STATED TASK ->
Convert every line of the saved entries below into a JSON list of strings, one string per line, dropping any blank lines.

Saved entries ->
□ □ □
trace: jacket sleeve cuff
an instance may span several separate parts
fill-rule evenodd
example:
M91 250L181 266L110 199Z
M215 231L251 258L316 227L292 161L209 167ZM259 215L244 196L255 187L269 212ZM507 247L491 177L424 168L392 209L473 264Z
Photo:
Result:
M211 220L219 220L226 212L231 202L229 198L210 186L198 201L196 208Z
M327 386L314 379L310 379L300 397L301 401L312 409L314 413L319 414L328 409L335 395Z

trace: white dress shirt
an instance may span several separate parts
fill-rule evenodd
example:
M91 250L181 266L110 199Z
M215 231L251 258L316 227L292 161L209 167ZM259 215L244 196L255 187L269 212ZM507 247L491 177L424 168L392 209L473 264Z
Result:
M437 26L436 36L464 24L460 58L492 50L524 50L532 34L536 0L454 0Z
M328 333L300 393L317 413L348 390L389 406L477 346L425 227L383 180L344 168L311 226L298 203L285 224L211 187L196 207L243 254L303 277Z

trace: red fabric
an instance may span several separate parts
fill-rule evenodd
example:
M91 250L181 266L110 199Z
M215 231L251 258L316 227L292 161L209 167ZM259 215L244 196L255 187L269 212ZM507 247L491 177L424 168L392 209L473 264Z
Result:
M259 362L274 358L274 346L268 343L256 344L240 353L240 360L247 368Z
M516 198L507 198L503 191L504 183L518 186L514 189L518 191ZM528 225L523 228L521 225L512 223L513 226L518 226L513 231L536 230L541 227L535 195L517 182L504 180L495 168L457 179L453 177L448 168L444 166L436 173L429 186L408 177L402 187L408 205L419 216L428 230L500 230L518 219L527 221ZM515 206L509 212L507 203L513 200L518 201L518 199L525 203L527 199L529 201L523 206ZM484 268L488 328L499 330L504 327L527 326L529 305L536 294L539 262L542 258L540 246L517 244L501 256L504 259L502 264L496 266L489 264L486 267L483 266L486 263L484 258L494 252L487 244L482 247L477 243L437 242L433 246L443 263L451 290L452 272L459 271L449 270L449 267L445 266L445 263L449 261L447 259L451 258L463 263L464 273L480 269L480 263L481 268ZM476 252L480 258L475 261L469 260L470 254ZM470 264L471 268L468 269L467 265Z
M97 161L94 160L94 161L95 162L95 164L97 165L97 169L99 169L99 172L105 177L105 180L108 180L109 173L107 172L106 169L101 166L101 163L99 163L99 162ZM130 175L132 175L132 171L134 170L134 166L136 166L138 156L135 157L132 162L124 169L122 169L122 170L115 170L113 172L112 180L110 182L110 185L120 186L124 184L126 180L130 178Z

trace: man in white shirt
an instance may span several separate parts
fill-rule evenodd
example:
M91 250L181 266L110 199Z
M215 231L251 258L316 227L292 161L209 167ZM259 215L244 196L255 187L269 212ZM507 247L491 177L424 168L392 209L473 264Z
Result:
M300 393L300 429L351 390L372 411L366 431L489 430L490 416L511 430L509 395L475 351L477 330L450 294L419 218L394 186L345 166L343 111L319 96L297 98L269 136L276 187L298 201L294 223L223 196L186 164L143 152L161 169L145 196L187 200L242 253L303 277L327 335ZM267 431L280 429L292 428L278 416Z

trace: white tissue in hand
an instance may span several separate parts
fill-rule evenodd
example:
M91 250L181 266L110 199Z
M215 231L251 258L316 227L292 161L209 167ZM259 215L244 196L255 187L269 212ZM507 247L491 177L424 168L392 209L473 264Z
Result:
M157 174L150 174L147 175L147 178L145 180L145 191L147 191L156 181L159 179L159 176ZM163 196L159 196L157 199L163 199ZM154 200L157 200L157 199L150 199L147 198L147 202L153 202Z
□ □ □
SOLUTION ->
[
  "trace: jacket sleeve cuff",
  "an instance may span several separate parts",
  "fill-rule evenodd",
  "example:",
  "M91 250L181 266L110 199Z",
  "M215 231L251 258L316 227L292 161L209 167ZM259 215L244 196L255 187L269 212ZM507 247L491 177L424 168L392 209L473 264Z",
  "Photo:",
  "Result:",
  "M211 220L219 220L226 212L231 202L229 198L210 186L198 201L196 208Z",
  "M327 386L314 379L310 379L300 397L301 401L312 409L314 413L319 414L328 409L335 395Z",
  "trace: white dress shirt",
  "an instance may span several separate parts",
  "fill-rule evenodd",
  "example:",
  "M91 250L181 266L110 199Z",
  "M215 231L251 258L316 227L292 161L209 167ZM259 215L244 196L255 187L269 212ZM507 247L491 177L424 168L392 209L473 264Z",
  "Result:",
  "M437 26L436 36L464 24L460 58L492 50L524 50L532 34L536 0L454 0Z",
  "M328 333L300 393L317 413L348 390L389 406L477 346L425 227L383 180L344 168L311 226L298 203L285 224L211 187L196 207L243 254L303 277Z",
  "trace: red fabric",
  "an instance may span several separate parts",
  "fill-rule evenodd",
  "example:",
  "M91 250L181 266L110 199Z",
  "M215 231L251 258L316 227L292 161L209 167ZM259 215L244 196L255 187L269 212ZM507 247L491 177L424 168L392 209L473 264Z",
  "Result:",
  "M259 362L274 358L274 346L268 343L256 344L240 353L240 360L247 368Z",
  "M516 198L507 198L503 191L504 183L518 186L514 189L518 191ZM528 225L523 228L521 225L512 223L513 226L518 226L513 231L536 230L541 227L535 195L517 182L504 180L495 168L457 179L453 177L448 168L444 166L436 173L429 186L408 177L402 187L408 205L419 216L428 230L500 230L518 219L527 221ZM515 206L509 212L507 203L513 200L518 201L518 199L525 203L527 199L529 201L523 206ZM484 268L488 328L499 330L504 327L527 326L529 305L536 294L539 262L542 258L540 246L517 244L501 256L504 259L502 264L496 266L489 264L486 267L483 266L486 263L484 258L494 252L487 244L482 247L477 243L437 242L433 246L443 263L451 290L452 272L459 271L449 270L449 267L445 266L445 263L449 261L447 259L451 258L463 263L464 273L480 269L480 263L481 268ZM476 252L480 258L475 261L469 260L470 254ZM470 264L471 268L468 269L467 265Z",
  "M97 161L94 160L94 161L95 162L95 164L97 165L97 169L99 169L99 172L105 177L105 180L108 180L109 173L107 172L106 169L101 166L101 163L99 163L99 162ZM130 175L132 175L132 171L134 170L134 166L136 166L138 156L135 157L132 162L124 169L122 169L122 170L115 170L113 172L112 180L110 182L110 185L120 186L124 184L126 180L130 178Z",
  "trace: man in white shirt",
  "an instance may span several separate parts",
  "fill-rule evenodd",
  "example:",
  "M91 250L181 266L110 199Z",
  "M215 231L251 258L316 227L292 161L209 167ZM259 215L244 196L255 187L269 212ZM507 247L491 177L424 168L392 209L473 264Z",
  "Result:",
  "M300 393L300 429L351 390L372 411L366 431L489 430L490 416L511 430L509 395L475 351L477 330L450 294L419 218L394 186L345 166L343 111L319 96L297 98L269 136L276 187L298 201L294 223L223 196L186 164L143 152L161 169L145 196L187 200L242 253L303 277L327 335ZM267 431L280 429L292 428L278 416Z",
  "trace: white tissue in hand",
  "an instance may span several separate parts",
  "fill-rule evenodd",
  "example:",
  "M91 250L181 266L110 199Z",
  "M215 231L251 258L316 227L292 161L209 167ZM259 215L244 196L255 187L269 212ZM507 247L491 177L424 168L392 209L473 264Z",
  "Result:",
  "M157 174L150 174L147 175L147 178L145 180L145 191L147 191L156 181L159 179L159 176ZM163 196L159 196L157 199L163 199ZM154 200L157 200L157 199L150 199L147 198L147 202L153 202Z"
]